--- Objetivo ---
Copie sem nenhuma alteração, do trecho sobre Cheikh Anta Diop, tudo o que vai de "Não poderíamos esquecer" até "2009, p. 73).".

--- Trecho da página ---
╔══

Não poderíamos esquecer de citar o pensador senegalês Cheikh Anta Diop (Figura 7/ 1923-1986). Diop era físico e egiptólogo e desafiou em sua época teóricos eurocentrados e seus paradigmas científicos dominantes. Solitariamente, Diop enfrentou acadêmicos que se levantavam contra ele em função de sua obstinação de enquadrar o Egito novamente no contexto da história africana (FINCH III, 2009, p. 73).

Fonte: https://jazzdagama.com/imperatives/cheikh-anta-diop-the-african-origin-of-civilization-myth-or-reality/ (Acesso em 17.01.2019).

FIGURA 7: Cheikh Anta Diop 

Ademais, Diop em sua obra contestou a dita universalidade da ciência europeia e denunciou o projeto de dominação por trás de tal ideia. De acordo com Diop:

Muitas vezes, aquilo que o Ocidente designa de universalidade da ciência, da história ou da filosofia indica apenas o sentido do seu próprio conforto de viver e de dominar. O grau de universalidade que se atribui a si mesmo reflete uma aferição do peso do imperialismo - em boa consciência - que está dsposto a lançar sobre as nossas vidas. Com efeito, o imperialismo representa uma fonte de conforto (intelectual, social ou econômico) em detrimento do próximo (DIOP apudELA, 2013, p. 11).

Em outros termos, o discursos que propõem-se científicos e por sua vez universais tem por finalidade sustentar a pretensa supremacia dos ocidentais sobre o restante da humanidade (ELA, 2013, p. 29).

Os exemplos citados/revelados, assim como suas histórias, podem ser trabalhados por educadoras(es) antenados a necessidade de ajuste curricular em física e ciências, para citar, tanto em aulas de eletricidade e termodinâmica tradicionais quanto em formato de rodas de conversas sobre ciência e sociedade, ou seja, nas fendas do próprio currículo dominante.

╚══

--- Material fornecido ---
╔══

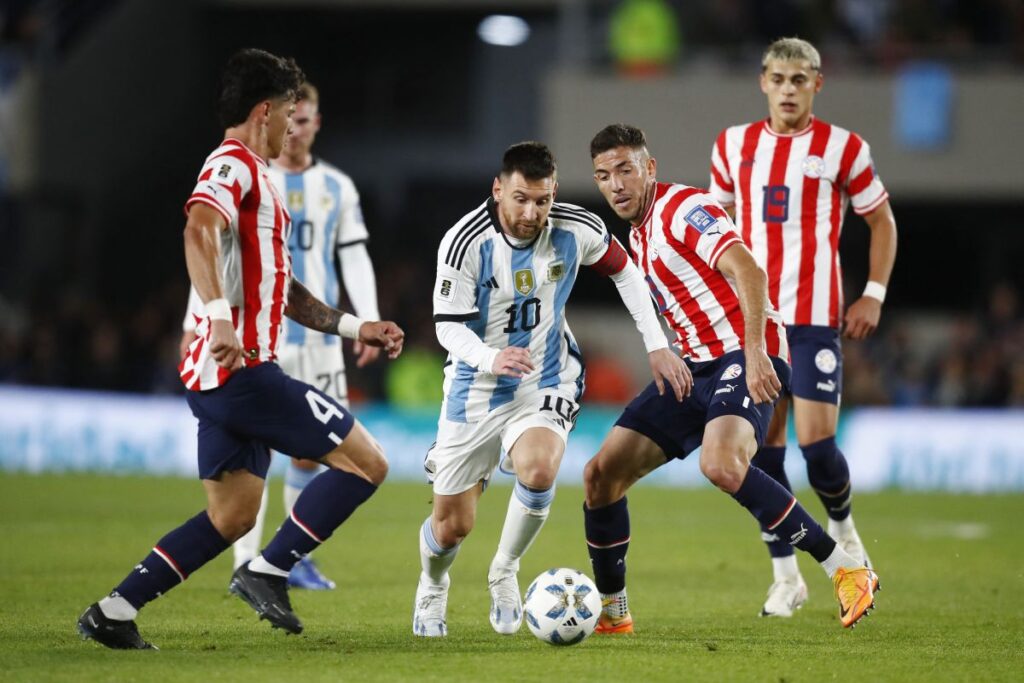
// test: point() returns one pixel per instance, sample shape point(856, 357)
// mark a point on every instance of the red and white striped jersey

╚══

--- Resolução do exercício ---
Não poderíamos esquecer de citar o pensador senegalês Cheikh Anta Diop (Figura 7/ 1923-1986). Diop era físico e egiptólogo e desafiou em sua época teóricos eurocentrados e seus paradigmas científicos dominantes. Solitariamente, Diop enfrentou acadêmicos que se levantavam contra ele em função de sua obstinação de enquadrar o Egito novamente no contexto da história africana (FINCH III, 2009, p. 73).